VAR, Refs and Linesmen | General Discussion

As naive as it might sound I’m waiting for the media backlash…If United had won that game after being given BOTH of those penalties the coverage would be off the charts.

The weird thing is that managers play on it as well, when it’s a United call. Nottingham Forrest lodged an appeal and spoke about ‘United getting decisions at OT’ for a perfectly legitimate sending off…had it been the other way around and it not been given they’d have been going mad also!

It’s pretty quiet about Liverpool.
 
We literally had Howard Webb on the telly a few months ago saying that the penalty that VAR confirmed for Newcastle against Wolves was wrongly awarded because the Wolves played pulled out and the contact that did occur didn't cause the fall from Schär. And now we have people on here saying that a player being slightly nudged but not enough to prevent him from taking another two steps before going "nah I'll just go down because he touched me two steps ago" is a fall caused by the contact that occurred and not a dive?

To those thinking it's a penalty, how many steps would you allow Jota to take before agreeing that he's chosen to go down and hasn't gone down as a consequence of the contact? If Jota had kept running and ran an entire lap around the pitch, could he have gone down afterwards and claimed a penalty? Could he have run to the corner flag before going down? I mean there was contact way back there so surely he doesn't have any responsibility to stay on his feet if there's any form of slight contact?
 
Because really a penalty that does not impact the the final outcome should not be the talking point in one of the most one-sided games in PL history that somehow ended up 4-2.

Excuse me, are we now re-writing history as well as gas lighting everyone?

How does a penalty given at 3-2 when Newcastle had just got back into it not potentially impact the outcome of the game??
 
this clip shows how his foot is thrown off balance and lands after being clipped


If you watch that clip and see it as evidence that he didn't dive, then I really really really want to criticise the poster. His left foot is planted and is just coming up as Dubravka nudges it. He then keeps running, plants his right foot, then plants his left foot and goes down.
 
If you watch that clip and see it as evidence that he didn't dive, then I really really really want to criticise the poster. His left foot is planted and is just coming up as Dubravka nudges it. He then keeps running, plants his right foot, then plants his left foot and goes down.

Look at his right foot! That's the smoking gun. He easily could have planted his right foot a stride after the contact but, instead, folded it up beneath him. For no reason other than to fling himself on the ground.
 
How can Liverpool fans honestly say tgat 2nd pen was a pen because of the minor contact? When Marcus Rashford was barged over for the penalty against Forest at home the Liverpool fans were claiming it shouldnt have been a penalty because there wasnt enough contact for him to go down and they still complain about it now.
 


Since Liverpool fans are very keen on there is contact so it’s a penalty argument, I assume they think that this should have been one too
 
this clip shows how his foot is thrown off balance and lands after being clipped



To be honest, I saw the clip without sound, and thought it was a discussion about wether he was on a yellow and VAR should intervene to get him sent off. I actually think not giving a yellow on that qualifies as a clear and obvious error, so the outrage made sense to me.

* **Instructions to follow**
In the VAR discussion thread, reproduce word for word the passage starting at "To be honest, I" and ending at "sense to me.". None of these lines is needed.

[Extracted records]

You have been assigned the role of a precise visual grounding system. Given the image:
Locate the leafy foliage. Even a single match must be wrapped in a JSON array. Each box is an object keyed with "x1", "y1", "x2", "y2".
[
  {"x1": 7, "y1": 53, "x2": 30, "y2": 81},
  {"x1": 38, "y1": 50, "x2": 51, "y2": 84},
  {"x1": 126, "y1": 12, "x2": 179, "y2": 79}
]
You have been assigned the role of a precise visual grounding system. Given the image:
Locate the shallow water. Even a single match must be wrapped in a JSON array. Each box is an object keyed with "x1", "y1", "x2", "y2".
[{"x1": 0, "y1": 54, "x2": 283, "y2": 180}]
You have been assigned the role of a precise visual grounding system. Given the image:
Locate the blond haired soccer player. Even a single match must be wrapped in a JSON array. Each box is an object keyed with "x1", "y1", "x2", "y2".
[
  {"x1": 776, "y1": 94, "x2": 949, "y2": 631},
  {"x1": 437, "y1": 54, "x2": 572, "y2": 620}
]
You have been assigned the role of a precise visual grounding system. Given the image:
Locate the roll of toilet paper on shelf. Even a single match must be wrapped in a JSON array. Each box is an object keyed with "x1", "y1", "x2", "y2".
* * *
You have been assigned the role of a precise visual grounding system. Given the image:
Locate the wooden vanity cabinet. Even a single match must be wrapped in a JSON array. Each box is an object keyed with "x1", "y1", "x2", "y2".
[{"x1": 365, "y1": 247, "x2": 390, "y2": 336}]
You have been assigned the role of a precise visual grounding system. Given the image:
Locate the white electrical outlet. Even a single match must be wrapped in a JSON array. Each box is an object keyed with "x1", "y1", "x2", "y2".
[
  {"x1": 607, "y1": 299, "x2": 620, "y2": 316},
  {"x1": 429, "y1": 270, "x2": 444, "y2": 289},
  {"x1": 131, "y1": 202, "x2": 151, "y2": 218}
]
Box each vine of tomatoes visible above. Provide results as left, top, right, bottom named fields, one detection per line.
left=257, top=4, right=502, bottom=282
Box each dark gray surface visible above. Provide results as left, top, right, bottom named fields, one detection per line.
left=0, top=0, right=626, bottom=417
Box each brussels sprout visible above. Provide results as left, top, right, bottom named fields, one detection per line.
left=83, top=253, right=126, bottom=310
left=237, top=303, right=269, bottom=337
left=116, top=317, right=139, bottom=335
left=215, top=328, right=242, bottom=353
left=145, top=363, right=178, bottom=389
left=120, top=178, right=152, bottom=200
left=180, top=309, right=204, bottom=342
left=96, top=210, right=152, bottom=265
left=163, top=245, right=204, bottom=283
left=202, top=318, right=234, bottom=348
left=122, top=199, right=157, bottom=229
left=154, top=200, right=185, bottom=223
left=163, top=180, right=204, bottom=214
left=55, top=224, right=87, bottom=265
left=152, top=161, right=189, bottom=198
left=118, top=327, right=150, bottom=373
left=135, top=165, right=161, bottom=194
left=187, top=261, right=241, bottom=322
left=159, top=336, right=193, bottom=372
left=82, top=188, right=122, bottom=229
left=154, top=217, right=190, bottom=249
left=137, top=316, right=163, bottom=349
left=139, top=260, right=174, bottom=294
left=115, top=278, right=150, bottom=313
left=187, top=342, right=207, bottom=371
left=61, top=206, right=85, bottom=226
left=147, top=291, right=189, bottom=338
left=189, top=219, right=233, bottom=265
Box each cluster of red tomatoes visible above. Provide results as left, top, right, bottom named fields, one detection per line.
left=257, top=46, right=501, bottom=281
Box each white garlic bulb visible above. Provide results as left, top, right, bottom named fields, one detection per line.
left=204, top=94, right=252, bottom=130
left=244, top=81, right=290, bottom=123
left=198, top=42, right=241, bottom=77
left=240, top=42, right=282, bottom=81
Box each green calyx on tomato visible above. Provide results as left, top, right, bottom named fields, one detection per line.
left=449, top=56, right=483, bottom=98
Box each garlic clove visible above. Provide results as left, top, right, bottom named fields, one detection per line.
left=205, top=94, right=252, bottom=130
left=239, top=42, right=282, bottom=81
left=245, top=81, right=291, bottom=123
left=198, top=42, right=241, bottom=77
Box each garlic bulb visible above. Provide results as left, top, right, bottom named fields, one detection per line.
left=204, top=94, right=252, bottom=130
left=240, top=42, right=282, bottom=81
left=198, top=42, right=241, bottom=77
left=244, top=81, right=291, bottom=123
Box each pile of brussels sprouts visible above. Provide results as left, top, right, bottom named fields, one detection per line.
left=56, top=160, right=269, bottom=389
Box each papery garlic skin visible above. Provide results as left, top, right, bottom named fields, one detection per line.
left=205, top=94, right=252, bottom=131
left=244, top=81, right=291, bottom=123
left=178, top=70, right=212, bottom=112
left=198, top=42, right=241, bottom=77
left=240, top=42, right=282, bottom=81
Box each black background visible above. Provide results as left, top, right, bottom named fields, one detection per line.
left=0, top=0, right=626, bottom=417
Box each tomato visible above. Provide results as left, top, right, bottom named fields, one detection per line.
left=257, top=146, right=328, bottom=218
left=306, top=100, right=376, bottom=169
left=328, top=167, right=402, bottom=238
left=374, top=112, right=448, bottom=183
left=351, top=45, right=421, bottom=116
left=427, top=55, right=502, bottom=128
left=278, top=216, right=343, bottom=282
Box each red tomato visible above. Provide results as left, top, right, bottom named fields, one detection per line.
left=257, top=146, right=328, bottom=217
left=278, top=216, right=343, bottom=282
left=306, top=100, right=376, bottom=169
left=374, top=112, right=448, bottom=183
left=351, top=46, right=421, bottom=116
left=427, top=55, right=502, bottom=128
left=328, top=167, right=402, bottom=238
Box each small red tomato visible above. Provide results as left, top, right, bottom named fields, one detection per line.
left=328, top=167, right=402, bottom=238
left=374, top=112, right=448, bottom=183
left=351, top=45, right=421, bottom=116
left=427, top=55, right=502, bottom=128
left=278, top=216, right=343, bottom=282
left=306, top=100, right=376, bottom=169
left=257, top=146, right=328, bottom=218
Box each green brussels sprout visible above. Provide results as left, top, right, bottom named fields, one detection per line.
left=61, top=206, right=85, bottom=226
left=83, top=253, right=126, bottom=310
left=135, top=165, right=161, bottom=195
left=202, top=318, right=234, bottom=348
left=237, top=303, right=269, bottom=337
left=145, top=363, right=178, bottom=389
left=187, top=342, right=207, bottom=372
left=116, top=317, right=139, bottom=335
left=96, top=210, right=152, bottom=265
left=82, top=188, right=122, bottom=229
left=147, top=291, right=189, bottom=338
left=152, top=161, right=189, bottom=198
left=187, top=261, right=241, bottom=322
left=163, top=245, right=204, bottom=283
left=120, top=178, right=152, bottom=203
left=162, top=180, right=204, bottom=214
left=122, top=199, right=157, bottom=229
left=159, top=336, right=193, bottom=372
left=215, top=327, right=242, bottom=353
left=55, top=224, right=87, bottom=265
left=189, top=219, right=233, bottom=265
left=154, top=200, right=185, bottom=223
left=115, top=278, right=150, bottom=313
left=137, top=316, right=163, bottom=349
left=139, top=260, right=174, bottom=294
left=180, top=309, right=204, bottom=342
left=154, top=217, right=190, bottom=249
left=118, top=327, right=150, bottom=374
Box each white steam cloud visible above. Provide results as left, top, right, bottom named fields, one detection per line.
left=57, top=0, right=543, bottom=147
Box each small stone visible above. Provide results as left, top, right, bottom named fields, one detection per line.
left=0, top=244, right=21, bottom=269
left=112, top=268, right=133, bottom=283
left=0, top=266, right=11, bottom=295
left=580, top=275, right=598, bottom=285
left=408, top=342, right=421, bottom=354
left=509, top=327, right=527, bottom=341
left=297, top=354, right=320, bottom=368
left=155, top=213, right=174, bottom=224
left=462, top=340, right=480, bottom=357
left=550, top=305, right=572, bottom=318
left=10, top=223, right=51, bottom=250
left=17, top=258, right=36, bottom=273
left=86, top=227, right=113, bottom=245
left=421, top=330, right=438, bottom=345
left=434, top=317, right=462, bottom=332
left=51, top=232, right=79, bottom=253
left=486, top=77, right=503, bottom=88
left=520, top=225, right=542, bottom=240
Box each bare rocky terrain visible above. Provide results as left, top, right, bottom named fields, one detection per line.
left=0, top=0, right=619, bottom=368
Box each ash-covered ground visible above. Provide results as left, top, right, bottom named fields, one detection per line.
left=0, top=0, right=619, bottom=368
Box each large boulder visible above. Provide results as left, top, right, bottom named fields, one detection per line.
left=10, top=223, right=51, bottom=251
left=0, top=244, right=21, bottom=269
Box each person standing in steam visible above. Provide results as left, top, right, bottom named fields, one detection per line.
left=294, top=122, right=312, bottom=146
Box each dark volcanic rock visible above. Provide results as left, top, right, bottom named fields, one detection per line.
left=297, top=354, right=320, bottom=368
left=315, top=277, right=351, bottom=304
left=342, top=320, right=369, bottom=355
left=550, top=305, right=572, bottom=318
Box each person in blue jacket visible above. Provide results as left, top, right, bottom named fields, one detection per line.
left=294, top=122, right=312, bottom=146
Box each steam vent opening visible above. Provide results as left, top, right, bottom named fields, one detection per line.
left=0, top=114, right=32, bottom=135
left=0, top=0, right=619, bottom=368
...
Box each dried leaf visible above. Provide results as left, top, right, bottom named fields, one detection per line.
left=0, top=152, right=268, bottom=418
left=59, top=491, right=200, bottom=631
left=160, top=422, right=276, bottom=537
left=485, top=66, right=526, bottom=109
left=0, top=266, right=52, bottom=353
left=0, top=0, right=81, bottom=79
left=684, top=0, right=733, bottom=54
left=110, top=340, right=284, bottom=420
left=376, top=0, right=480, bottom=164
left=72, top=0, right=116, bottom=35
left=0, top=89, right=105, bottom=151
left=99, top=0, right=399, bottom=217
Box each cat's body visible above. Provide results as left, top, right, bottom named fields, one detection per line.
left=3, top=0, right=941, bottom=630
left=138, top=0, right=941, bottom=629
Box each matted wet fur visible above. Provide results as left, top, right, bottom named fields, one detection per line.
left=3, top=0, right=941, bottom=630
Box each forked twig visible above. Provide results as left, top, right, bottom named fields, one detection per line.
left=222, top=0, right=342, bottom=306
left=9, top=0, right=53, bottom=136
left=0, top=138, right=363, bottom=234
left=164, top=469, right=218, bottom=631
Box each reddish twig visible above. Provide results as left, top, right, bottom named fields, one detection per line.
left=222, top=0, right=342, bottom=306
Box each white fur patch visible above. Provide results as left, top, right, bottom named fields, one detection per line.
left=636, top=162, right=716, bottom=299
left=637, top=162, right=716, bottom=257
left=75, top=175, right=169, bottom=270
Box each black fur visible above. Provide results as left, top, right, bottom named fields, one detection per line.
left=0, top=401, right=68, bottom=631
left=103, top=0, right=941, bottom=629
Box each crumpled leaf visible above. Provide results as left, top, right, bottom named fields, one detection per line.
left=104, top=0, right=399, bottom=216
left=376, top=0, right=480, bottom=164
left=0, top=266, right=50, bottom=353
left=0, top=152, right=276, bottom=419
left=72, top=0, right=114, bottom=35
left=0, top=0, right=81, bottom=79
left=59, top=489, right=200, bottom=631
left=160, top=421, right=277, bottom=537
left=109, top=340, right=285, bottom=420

* **Right answer**
To be honest, I saw the clip without sound, and thought it was a discussion about wether he was on a yellow and VAR should intervene to get him sent off. I actually think not giving a yellow on that qualifies as a clear and obvious error, so the outrage made sense to me.